[GIVEN PASSAGE]:

# I want to start taking my dog on trail too, how best to introduce her and Cinny?



## Cinnys Whinny (Apr 10, 2010)

We just adopted a wonderful, 8 month old Lab mix....Lilly. We have had her just under a week. For the most part she has WONDERFUL manners although she does have a few "boredom" activities that she have started up (digging, ugh). I am attributing this to boredom so I want to find new ways to give her fun.

Currently she sits, we are working on stay. She walks on a leash well and sticks pretty close by at the leashless dog park and comes when called most of the time, with a little more work I'm sure it will be all the time. She doesn't chase the cats, is good with my 15 month old son and is pretty laid back. So I'm thinking I can probably involve her in my daily trips to visit/ride my horse, Cinny but I don't know the best way to introduce barn activities to her.

Cinny, is used to dogs and I ride regularly with my friend who brings her Aussie on trail with us ALL the time. I see no problem with the horse accepting Lilly. I just don't know how to introduce Cin to Lil. I think it would be really great to have her go on trail with us, watch me muck, etc etc and our stable does allow for dogs as long as they stick to you like glue. Does anyone have suggestions on the best way to get these two together without a ton of Drama?


----------



## coffeeaddict (Jun 18, 2010)

Congrats on your new dog! 

I would be more concerned with making sure you train her to stick to you like glue and have a rock solid recall before thinking about taking her on a trail or letting her loose at the barn.

Whenever I first start taking a new dog to the barn I will always keep them on leash to make sure I have control if needed. When the dog gets to be off leash depends on them....

Will she come to you if she's distracted by something else? A squirrel? Another dog? 

Will she come to you from a distance?

Will she come the first time, every time?

When the answer is yes to those questions, then I would consider taking her to the barn and letting her off leash, but not before. 

You've had her a very short time so I would try to resist the urge to have her off leash right away since that's a just setting her up to fail. It takes dogs about 6 weeks to form a habit, so if she's not rock solid on her recall now, it'll take at minimum 6 weeks of constant training to get her there. 

That doesn't mean you shouldn't take her to the barn, but I would keep her leashed with you and if you can't hold the leash then tie her to something while you work. You can also practice your recalls at the barn on a long 20-40 foot leash. 

To give you an idea, I usually practice recalls with a dog 5-10 repetitions, twice a day, every day. In as many different locations as possible. 

I'd worry less about how the dog will react to the horse because most behavior can be controlled or corrected with proper training, assuming she's not extremely horse aggressive but odds are you won't have that problem with a Lab.


----------



## Wallaby (Jul 13, 2008)

What I did with my Border Collie/Lab (who had already been introduced to horses, but only enough that he thought they were rather scary and super fun to bark at) was I just put him on his leash and took him with me over to the barn. I used his leash to tie him to a fence post near wherever I'd be working and just left him there. That way he could watch what I was doing and realize that horses didn't need to be barked at and they were not as scary as he thought.

[REQUESTS]:
1/ In the forum thread, rewrite the lines between "Will she come the" and "get her there.", inclusive, and substitute "eight weeks" for "6 weeks".
2/ Answer these questions from the forum thread:
(a) How old was Lilly when she was adopted?
(b) What kind of dog does the friend bring on trail rides?
(c) How long a leash is suggested for practicing recalls at the barn?
3/ List the usernames of everyone who posted in the forum thread.

[SOURCE DATA]:
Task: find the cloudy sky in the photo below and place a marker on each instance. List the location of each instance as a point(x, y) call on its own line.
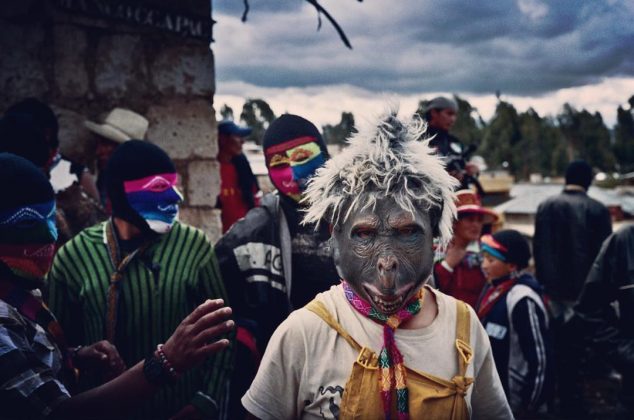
point(536, 53)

[SET OF ANSWERS]:
1/
Will she come the first time, every time?

When the answer is yes to those questions, then I would consider taking her to the barn and letting her off leash, but not before. 

You've had her a very short time so I would try to resist the urge to have her off leash right away since that's a just setting her up to fail. It takes dogs about eight weeks to form a habit, so if she's not rock solid on her recall now, it'll take at minimum eight weeks of constant training to get her there.

2/
(a) 8 months old
(b) An Aussie
(c) A long 20-40 foot leash

3/
Cinnys Whinny
coffeeaddict
Wallaby